• _Exercise prompt_:
Rename "shallow water" to "shoal water" everywhere in the material below and write it out again with nothing else changed. Leave the pictures out.
--- start of Material supplied ---
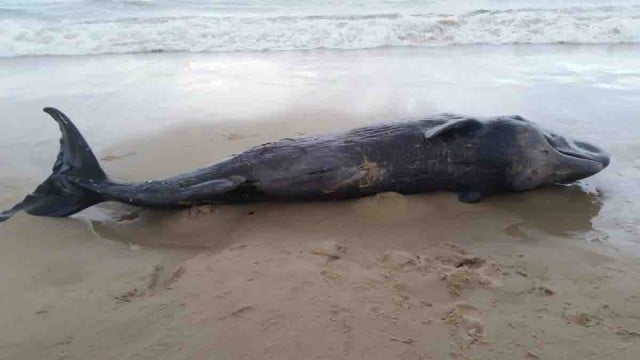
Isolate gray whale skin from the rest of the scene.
[0,107,609,221]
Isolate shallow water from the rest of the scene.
[0,46,640,251]
[0,0,640,57]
--- end of Material supplied ---
• _Solution to the exercise_:
Isolate gray whale skin from the rest of the scene.
[0,107,609,221]
Isolate shoal water from the rest of the scene.
[0,46,640,251]
[0,0,640,57]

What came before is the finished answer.